> Excerpt:
Content starts

Banks offering 3 months of introductory rates, will need to consider maintaining those rates for longer periods for people aged 50, they can "qualify" their savings to offer a special qualification for 50 and over. Be tough with whom you invest with and go to those who listen to your point of view and the bank manager who is willing to go the extra mile for you rather then to say No! Banks are still making a nice Mint! check out their announcements! Ask for more from your bank and you might just get it!…If we all do it…it might just work... 

Ana
Ana from NSW commented:

It is obvious that with the increase in longevity, government is getting concerned with having to pay pensions for longer periods of time and are probably only trying to find a way to budget for a longer period of time and avoiding an empty egg nest with nothing left for any body?! In saying that a good way to fight this is for us over fifty is to remain healthy maintain a job for as long as possible and consider other avenues such as a part time position re qualification, etc…I have moved out of my home and living with family, my home rents out for extra income…Try to smile and find a way…being angry enough to call for changes is good but don't get so angry that it will affect your ability to think clearly and then end up unwell, just remember and focus on the fact that when we live this world none of us will be taking anything with us…What is important is to have friendship, family, Love and feel happy within despite current circumstances and most believe that you and you only can change your current situation, so focus on what can I do to improve my lifestyle? You will be surprise d by changing your thinking paton, how you will find a nice a way to uplift and smile again!…In the mean time thumbs up for great positive pressure for changes. 

John
John from VIC commented:

I am one of the 90,000(2%) I worked 7 days a week for 43 years before I retired and spent 9 years at night school to get an Engineering Diploma so I could earn a better income. We saved hard to pay off our home and didn't go overseas until very late in our working life. When we retired we didn't buy a new car or holiday home and do overseas trips so we could be self funded retirees. Some do the complete opposite and then make them selves eligible for the pension when they could have a least been part funded. This is unfair, Eligibility for the pension or part pension should be assessed at retirement and if you blow it on extravagancies then you shouldn't expect the tax payer to fund your retirement. 

Marie
Marie from NSW replied to John:

John, we too are like you and saved throughout our working lives so that we could live independently as SF retirees. Many of our friends have new cars, travel overseas annually and can afford all sorts of luxuries and still collect a part pension. Our assets outside of our home are less than 500,000 but we don't get any pension. The system is not well regulated and I don't think these latest measures will alter that. 

Cate
Cate from NSW commented:

Maybe if the Labor Govt. hadn't @&$?ed up so spectacularly, there would be money in the coffers for all. 

Emily
Emily from QLD commented:

Thanks but we all remain cautious with this government, indeed they are NOT THE HONEST Federal Government we have ever had - quite the contrary! 

Lesleigh
Lesleigh from QLD replied to Emily:

I have concerns as to whether Mr Hockey could lie straight in bed.

Content ends

> What you need to do:
A. From the comment thread, copy the passage starting at "Thanks but we" and ending at "straight in bed.".
B. List every person the comment thread shows as commenting or replying, each with the state given for them.

> The data:
Content starts

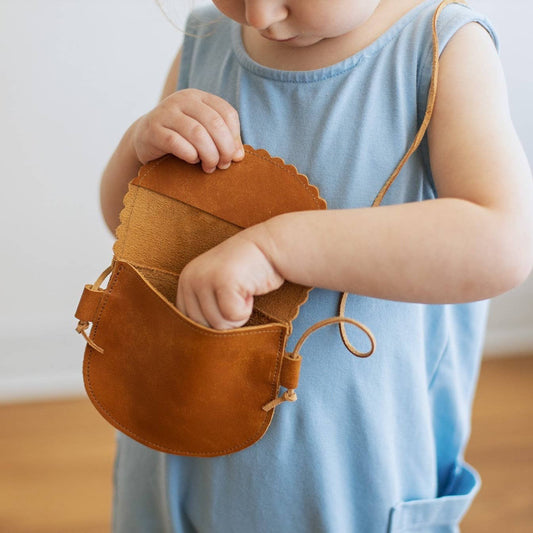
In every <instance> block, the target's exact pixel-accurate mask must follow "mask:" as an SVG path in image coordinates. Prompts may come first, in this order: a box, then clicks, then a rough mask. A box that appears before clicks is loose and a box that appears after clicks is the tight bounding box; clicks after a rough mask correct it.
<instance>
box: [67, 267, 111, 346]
mask: <svg viewBox="0 0 533 533" xmlns="http://www.w3.org/2000/svg"><path fill="white" fill-rule="evenodd" d="M112 269H113V265H111V266H109V267H107V268H106V269H105V270H104V271H103V272H102V273H101V274H100V276H98V279H97V280H96V281H95V283H94V285H85V287H84V288H83V292H82V294H81V298H80V302H79V304H78V308H77V309H76V313H74V316H75V317H76V318H77V319H78V321H79V322H78V325H77V326H76V331H77V332H78V333H79V334H81V335H82V336H83V338H84V339H85V340H86V341H87V344H88V345H89V346H90V347H91V348H93V349H94V350H96V351H97V352H98V353H102V354H103V353H104V350H103V348H101V347H100V346H98V345H97V344H96V343H95V342H94V341H93V340H92V339H91V338H90V336H89V335H87V331H86V330H87V328H88V327H89V325H90V324H89V323H90V322H95V320H96V313H97V311H98V309H99V308H100V304H101V302H102V297H103V296H104V294H105V291H103V290H102V289H100V285H101V284H102V282H103V281H104V280H105V278H107V276H108V275H109V274H110V273H111V270H112Z"/></svg>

Content ends

> Answers below:
A.
Thanks but we all remain cautious with this government, indeed they are NOT THE HONEST Federal Government we have ever had - quite the contrary! 

Lesleigh
Lesleigh from QLD replied to Emily:

I have concerns as to whether Mr Hockey could lie straight in bed.

B.
Ana (NSW)
John (VIC)
Marie (NSW)
Cate (NSW)
Emily (QLD)
Lesleigh (QLD)